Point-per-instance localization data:

____________________

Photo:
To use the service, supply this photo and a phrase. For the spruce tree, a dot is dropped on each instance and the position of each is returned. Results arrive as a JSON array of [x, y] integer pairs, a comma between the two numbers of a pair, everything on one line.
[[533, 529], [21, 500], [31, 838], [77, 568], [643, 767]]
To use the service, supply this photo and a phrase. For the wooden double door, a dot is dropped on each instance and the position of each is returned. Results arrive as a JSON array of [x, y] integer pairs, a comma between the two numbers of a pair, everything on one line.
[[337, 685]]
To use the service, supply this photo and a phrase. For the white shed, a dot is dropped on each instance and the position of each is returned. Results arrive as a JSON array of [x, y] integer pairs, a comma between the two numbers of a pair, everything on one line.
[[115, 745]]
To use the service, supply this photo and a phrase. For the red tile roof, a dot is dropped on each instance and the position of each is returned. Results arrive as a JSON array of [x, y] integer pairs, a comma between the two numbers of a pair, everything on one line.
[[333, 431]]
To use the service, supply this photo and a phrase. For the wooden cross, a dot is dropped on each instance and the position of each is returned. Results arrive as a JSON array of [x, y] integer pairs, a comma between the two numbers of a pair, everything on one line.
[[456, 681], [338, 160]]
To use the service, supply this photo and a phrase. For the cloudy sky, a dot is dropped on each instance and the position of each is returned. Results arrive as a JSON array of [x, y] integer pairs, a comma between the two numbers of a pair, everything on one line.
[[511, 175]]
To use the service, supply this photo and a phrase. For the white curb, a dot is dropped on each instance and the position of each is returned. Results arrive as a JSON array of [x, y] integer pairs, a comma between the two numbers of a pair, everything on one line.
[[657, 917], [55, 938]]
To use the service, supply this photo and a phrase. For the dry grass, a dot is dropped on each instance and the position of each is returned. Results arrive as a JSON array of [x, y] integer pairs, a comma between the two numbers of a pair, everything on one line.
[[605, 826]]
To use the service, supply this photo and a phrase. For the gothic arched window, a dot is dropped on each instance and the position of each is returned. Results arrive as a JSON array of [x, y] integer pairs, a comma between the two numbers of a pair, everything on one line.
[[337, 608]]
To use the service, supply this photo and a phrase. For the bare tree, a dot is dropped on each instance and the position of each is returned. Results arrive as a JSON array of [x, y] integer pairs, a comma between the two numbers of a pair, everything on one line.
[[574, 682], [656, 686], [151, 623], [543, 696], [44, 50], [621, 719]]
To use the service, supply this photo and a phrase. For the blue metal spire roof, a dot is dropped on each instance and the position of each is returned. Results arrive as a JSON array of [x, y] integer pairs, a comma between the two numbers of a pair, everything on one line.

____________________

TASK DETAILS:
Each record above is to be written out again, without any change.

TASK RESPONSE:
Photo:
To use the service, supply this photo and a phrase. For the spruce tree, a dot is dropped on each instance and the position of each is returned. Results arrive as a JSON array of [x, y] integer pairs, a comma between the two numbers of a pair, everything on one line.
[[533, 529], [21, 500], [31, 838], [77, 568], [643, 767]]
To use the service, supply this photo and a phrase. For the wooden double door, a dot is dropped on each instance and the position of each is returned. Results arrive as a JSON array of [x, y] integer pairs, a comma between the two numbers of a pair, everything on one line.
[[337, 685]]
To use the service, supply this photo and a phrase. For the white shed, a dot is dropped on each instance and the position of each is returned. Results arrive as a JSON array of [x, y] integer pairs, a comma between the two numbers of a pair, everything on one line.
[[115, 745]]
To use the service, supply this photo and a phrase. For the red tile roof, a dot is dropped on each instance and the position of each is returned. Results arrive as a JSON array of [x, y] integer pairs, a comma between the two numbers of a pair, everything on one line.
[[333, 431]]
To use the service, supply this photo and a phrase. For the wooden cross, a dot is dropped on each instance and the position of each is returned. Results arrive as a JSON array of [x, y] integer pairs, a comma between the two numbers of a pair, everything on one line.
[[456, 681], [338, 160]]
To use the service, supply this photo and a phrase. For the cloudy sky, a dot is dropped on each instance and the position of each is returned. Results arrive as a JSON array of [x, y] integer pairs, a comma between the two numbers of a pair, everything on one line.
[[511, 175]]
To use the service, supply this photo and a phrase. For the white curb, a dot is dropped on each instance and the position of each is returned. Results arrive as a JSON array of [x, y] integer pairs, a comma between the two numbers of a pair, everything on one line.
[[657, 917], [55, 938]]
To use the service, supply this photo and a phrase. For the dry grass, a dot is dropped on each instance and the position of each is returned. Results arrive as a JSON array of [x, y] integer pairs, a comma between the two numbers of a pair, everything on one line.
[[605, 826]]
To use the service, supply this photo and a phrase. For the gothic arched window, a dot is dropped on each instance and the position of each is returned. Results arrive as a JSON array of [x, y] integer pairs, a comma between the two numbers of a pair, everything on one line.
[[337, 608]]
To use the service, supply this photo and a phrase. For the bare tree, a dot is dropped on each instance and the position of each is returned. Results arrive as a JSON array of [x, y] integer pairs, a comma between the two numbers of a pair, everything on one line.
[[574, 682], [656, 686], [151, 623], [543, 696], [44, 50], [621, 719]]
To use the service, supply this photo and a phrase. For the blue metal spire roof, a dot is dropped on each instance and the position of each is returned. Results arrive as a JSON array of [x, y] integer pairs, a comma between the two numbers of a pair, everything on one line.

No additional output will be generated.